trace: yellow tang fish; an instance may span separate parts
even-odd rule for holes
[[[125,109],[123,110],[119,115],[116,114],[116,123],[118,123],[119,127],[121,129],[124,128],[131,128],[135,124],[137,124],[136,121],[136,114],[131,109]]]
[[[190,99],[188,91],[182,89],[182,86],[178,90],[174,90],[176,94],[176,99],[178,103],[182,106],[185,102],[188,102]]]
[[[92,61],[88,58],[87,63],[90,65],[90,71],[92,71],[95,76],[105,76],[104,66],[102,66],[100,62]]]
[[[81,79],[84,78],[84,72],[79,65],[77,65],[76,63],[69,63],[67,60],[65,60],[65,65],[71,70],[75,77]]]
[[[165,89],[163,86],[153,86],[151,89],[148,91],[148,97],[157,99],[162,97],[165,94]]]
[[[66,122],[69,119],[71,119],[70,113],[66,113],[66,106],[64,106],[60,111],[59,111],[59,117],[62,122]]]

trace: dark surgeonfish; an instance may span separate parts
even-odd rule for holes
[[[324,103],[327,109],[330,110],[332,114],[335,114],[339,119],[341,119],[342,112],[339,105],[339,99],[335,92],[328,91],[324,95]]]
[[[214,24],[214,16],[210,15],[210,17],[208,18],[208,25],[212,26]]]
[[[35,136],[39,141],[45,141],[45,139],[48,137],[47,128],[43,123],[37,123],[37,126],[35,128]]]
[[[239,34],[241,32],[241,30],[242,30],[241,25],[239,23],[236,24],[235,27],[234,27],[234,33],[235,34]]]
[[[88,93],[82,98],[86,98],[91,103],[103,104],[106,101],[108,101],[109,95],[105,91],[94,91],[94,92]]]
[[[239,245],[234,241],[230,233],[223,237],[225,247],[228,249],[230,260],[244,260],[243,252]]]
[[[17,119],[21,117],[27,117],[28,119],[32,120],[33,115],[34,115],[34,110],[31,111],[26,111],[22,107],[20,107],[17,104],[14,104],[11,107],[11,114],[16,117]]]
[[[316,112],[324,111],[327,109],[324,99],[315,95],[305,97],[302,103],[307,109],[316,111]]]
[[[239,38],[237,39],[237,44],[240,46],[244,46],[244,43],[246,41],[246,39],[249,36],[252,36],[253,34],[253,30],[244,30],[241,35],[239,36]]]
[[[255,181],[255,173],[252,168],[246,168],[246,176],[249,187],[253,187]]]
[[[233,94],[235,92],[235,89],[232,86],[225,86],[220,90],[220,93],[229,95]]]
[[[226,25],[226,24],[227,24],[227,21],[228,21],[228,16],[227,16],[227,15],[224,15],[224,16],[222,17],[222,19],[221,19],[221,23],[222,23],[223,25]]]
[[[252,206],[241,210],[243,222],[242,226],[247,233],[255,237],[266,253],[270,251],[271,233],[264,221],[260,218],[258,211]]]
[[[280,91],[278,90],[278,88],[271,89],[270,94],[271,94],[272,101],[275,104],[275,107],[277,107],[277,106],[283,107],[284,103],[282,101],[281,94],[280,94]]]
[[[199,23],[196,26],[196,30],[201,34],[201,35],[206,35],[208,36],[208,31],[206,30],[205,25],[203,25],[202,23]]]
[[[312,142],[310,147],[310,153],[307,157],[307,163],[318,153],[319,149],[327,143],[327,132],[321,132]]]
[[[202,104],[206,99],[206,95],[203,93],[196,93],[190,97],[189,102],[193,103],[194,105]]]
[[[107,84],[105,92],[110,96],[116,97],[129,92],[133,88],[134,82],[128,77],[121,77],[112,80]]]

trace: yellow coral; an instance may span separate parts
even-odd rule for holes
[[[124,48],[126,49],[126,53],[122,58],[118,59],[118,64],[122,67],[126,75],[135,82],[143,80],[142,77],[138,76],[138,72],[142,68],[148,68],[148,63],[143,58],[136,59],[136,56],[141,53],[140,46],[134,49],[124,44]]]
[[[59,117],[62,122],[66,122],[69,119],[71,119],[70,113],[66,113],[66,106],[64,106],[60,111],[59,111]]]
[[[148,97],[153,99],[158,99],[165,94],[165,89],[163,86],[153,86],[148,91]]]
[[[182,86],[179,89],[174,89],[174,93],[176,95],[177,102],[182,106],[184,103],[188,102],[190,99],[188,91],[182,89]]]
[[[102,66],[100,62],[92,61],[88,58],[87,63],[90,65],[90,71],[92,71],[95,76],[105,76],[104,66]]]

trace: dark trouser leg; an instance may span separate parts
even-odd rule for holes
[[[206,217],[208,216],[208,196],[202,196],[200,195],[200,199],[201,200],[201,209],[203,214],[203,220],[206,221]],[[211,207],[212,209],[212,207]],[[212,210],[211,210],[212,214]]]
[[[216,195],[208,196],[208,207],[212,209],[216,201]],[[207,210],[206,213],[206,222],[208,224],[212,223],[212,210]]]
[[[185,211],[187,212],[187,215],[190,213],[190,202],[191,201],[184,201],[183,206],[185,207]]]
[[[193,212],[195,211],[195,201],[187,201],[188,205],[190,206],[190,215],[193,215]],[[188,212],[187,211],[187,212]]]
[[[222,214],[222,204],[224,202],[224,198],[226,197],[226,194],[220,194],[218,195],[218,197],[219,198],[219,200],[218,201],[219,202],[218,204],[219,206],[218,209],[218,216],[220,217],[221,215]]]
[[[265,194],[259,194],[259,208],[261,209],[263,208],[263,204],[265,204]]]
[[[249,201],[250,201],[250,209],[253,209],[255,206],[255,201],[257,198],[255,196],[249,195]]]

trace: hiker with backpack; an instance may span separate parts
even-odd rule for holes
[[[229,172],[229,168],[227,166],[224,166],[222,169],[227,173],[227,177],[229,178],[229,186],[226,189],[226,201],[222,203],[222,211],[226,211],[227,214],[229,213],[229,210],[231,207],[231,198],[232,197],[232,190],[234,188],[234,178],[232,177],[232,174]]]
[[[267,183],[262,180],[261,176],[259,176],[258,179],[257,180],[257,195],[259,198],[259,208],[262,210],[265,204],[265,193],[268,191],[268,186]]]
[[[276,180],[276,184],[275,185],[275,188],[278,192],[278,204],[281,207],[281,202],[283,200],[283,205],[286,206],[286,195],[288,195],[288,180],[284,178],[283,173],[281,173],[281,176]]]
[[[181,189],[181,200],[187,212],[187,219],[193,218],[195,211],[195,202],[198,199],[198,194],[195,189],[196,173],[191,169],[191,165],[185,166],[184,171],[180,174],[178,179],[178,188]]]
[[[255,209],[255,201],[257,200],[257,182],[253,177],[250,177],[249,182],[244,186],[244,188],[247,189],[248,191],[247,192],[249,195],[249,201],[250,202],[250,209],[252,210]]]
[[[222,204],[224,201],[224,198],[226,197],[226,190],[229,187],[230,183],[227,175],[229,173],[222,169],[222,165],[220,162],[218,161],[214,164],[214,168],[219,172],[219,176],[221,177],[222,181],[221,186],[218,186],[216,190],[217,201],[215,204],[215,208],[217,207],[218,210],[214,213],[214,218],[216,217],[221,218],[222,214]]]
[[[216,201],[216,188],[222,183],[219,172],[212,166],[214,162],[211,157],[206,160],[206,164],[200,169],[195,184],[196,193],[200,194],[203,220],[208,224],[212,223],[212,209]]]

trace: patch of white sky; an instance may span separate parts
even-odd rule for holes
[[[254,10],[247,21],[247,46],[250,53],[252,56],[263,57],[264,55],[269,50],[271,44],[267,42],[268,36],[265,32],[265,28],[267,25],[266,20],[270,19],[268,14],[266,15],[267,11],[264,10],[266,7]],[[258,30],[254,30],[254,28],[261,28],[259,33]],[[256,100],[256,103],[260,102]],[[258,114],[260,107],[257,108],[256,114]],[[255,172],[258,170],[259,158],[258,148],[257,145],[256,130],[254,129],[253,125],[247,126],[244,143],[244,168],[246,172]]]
....
Starting from the line with "trace: patch of" and ending with the final line of the data, quote every line exactly, both ends included.

◆ **Expected answer**:
trace: patch of white sky; an instance may span separate parts
even-odd rule for holes
[[[254,10],[247,21],[247,46],[250,53],[252,56],[263,57],[264,55],[269,50],[271,44],[267,42],[268,36],[265,32],[265,28],[267,25],[266,20],[270,19],[268,14],[266,15],[267,11],[264,10],[266,7]],[[258,30],[254,30],[254,28],[261,28],[259,33]],[[256,100],[256,103],[260,102]],[[258,114],[260,107],[257,108],[256,114]],[[255,172],[258,170],[259,158],[258,148],[257,145],[256,130],[254,129],[253,125],[247,126],[244,143],[244,168],[246,172]]]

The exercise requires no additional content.